### Excerpted passage
○ ○ ○

Rolf Gramstad
- Born: 5 January 1957 (age 69) Sandnes, Norway
- Nationality: Norwegian

Career history
- 1978–1979: Swindon Robins
- 1980–1981: Leicester Lions

Individual honours
- 1981: Nordic Long Track Champion

= Rolf Gramstad =

Norwegian speedway rider

Rolf Gramstad (born 5 January 1957) is a former motorcycle speedway rider from Norway. He earned five caps for the Norway national speedway team.

== Biography ==
Gramstad was born in Sandnes, Norway in 1957. He rode for Vienna in 1977, gaining his first cap for Norway later that year and was taken on trial by Birmingham Brummies. He first raced in the British League with Swindon Robins in 1978, and after two season moved to Leicester Lions for a transfer fee of £6,500. From a starting point of reserve he became a heat leader by the end of his first season, averaging over 7.4. In 1981, he won the Nordic Long Track Championship.

○ ○ ○

### Entries supplied
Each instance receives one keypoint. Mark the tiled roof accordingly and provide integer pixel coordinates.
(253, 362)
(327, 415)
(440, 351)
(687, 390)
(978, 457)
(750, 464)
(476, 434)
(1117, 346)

○ ○ ○

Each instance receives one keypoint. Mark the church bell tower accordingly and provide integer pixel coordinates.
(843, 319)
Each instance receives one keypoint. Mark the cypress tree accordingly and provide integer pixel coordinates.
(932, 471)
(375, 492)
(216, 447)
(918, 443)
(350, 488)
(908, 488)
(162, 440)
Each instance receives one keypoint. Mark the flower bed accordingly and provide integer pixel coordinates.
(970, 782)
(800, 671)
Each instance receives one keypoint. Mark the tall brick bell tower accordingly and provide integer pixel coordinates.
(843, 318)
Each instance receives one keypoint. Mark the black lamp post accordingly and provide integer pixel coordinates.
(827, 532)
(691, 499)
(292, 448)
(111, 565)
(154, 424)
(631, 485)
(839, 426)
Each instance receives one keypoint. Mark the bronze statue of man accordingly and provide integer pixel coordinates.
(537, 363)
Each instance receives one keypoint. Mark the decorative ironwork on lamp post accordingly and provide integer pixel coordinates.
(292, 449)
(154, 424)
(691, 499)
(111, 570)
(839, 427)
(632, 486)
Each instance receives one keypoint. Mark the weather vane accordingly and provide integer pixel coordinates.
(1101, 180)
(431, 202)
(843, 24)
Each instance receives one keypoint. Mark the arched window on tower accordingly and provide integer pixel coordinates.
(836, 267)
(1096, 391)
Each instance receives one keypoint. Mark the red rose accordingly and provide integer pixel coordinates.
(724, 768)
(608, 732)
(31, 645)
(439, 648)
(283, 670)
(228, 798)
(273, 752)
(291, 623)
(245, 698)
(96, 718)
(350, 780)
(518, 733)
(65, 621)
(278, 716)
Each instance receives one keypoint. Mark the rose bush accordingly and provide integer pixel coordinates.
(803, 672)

○ ○ ○

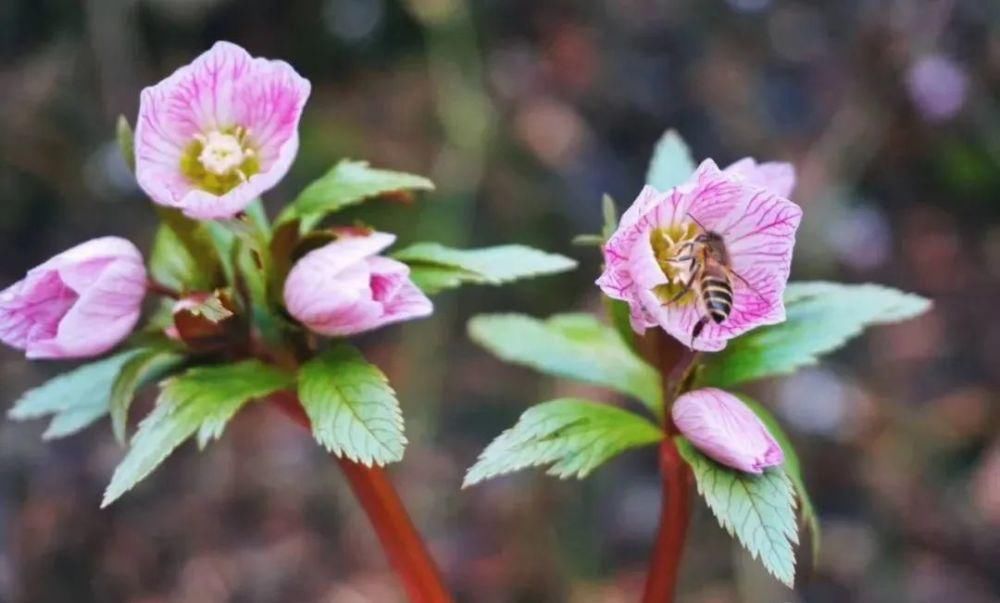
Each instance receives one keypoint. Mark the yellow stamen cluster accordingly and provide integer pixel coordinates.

○ ○ ○

### Brief 1
In the Rolf Gramstad biography, what transfer fee did he cost when he moved to Leicester Lions?
### Brief 2
Continue the Rolf Gramstad biography from where it stops.

### Response box 1
£6,500

### Response box 2
Gramstad's career was ended on 6 September 1981 by a freak accident while competing in grasstrack at Berghaupten, in West Germany, which left him paralysed. Czech rider Zdenek Kudrna, making a practice start, smashed violently into the rear of Gramstad, who had stopped on the inside of the back straight after completing a practice race. Gramstad was preparing for a practice start before returning to the pits. Having damaged three vertebrae in the collision with Kudrna, Gramstad was taken for surgery to a hospital at Strasbourg, France. He later received further treatment at a hospital in Sheffield, England. By the end of the year, Gramstad was able to walk with crutches, and within two years of the accident walked unaided down the aisle at his wedding. However, he was unable to race again.